> BRONTEKST
++++++++++
Bonifatius hakte er met een bijl op los
Innerlijk van slag reisde Bonifatius door Europa en Friesland, onder de indruk van zo veel afgoderij. Door deze cultuurschok hakte hij er soms in het wilde weg op los, vertelde prof. dr. A. J. Jelsma gisteren. In Dokkum, de plaats waar Bonifatius ooit het leven liet, werd Jelsma’s biografie over de zendingsheld gepresenteerd. Plaats van handeling was het eeuwenoude stadshuis.
De bijeenkomst luidde het Bonifatiusjaar 2004 in. Volgend jaar is het 1250 jaar geleden dat de ”bisschop der Friezen” werd vermoord. Een stuurgroep zal zich bezighouden met het organiseren van wetenschappelijke en kerkelijke congressen. Diverse plannen staan op stapel. Zo nodigt het bisdom Groningen volgend jaar alle Nederlandse parochies die de naam van Bonifatius dragen, uit in Dokkum. Voor de jaarlijkse Bonifatiusdag op 11 juni zijn de bisschoppen van Fulda in Duitsland en het Engelse Crediton uitgenodigd. Bonifatius werd in Crediton geboren en ligt begraven in Fulda.
Prof. Jelsma, emeritus hoogleraar kerkgeschiedenis aan de Theologische Universiteit in Kampen (Oudestraat), schetste de grote tegenstelling tussen Bonifatius’ geboorteland Engeland en Europa. In Engeland was de samenleving doordrenkt van het christendom. Omdat Bonifatius zich weinig thuis voelde in West-Europa, haalde hij groepen monniken en nonnen uit zijn land om hem te helpen bij de zuivering.
Dr. J. A. Mol van de Fryske Akademy gaf inzicht in de kerstening en kerkstichting in middeleeuws Frisia. Drie fasen onderscheidde hij: het ontstaan van de kerk (achtste eeuw), de uitbouw (na de tiende eeuw) en rond 1150 de vervijfvoudiging van de kerken. Mol liet zien dat in de eerste fase niet de inheemse kerk zich bezighield met kerstening, maar dat uitheemse missionarissen dit deden. Zij werden gesteund door de bisschop, later ook door de vorst.
Het boek ”Bonifatius. Zijn leven, zijn invloed” (uitg. Meinema, Zoetermeer) werd aangeboden aan burgemeester mr. R. S. Cazemier (gemeente Dongeradeel), pastoor drs. J. H. Peters, mevrouw T. Schaapman (vertegenwoordiger Raad van Kerken) en bisschop dr. W. J. Eijk (bisdom Groningen). Eijk is bevriend met Jelsma en waardeert de reformatorische belangstelling voor Bonifatius. „Door uw boek hebben wij Bonifatius beter leren kennen.”
++++++++++
> AANGELEVERDE GEGEVENS
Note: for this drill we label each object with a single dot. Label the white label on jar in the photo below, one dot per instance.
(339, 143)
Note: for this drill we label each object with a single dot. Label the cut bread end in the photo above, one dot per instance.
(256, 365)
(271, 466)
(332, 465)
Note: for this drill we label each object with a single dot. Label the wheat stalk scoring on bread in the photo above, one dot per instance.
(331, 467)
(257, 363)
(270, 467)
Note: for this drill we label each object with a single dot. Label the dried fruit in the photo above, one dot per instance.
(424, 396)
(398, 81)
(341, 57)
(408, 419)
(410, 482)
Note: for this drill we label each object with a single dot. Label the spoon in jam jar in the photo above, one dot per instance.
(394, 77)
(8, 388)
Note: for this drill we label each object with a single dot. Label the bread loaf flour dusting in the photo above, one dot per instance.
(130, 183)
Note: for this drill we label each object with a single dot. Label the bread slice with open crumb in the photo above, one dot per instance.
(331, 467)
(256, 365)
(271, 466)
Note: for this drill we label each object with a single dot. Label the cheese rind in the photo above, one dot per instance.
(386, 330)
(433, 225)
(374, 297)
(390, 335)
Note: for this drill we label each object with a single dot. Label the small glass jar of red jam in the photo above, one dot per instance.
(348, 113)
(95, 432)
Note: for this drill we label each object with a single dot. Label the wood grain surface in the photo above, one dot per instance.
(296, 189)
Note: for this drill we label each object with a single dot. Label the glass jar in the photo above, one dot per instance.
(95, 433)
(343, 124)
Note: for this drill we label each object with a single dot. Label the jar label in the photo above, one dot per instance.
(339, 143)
++++++++++
Noem alstublieft de plaats waar Bonifatius volgens de brontekst werd geboren.

Crediton, in Engeland.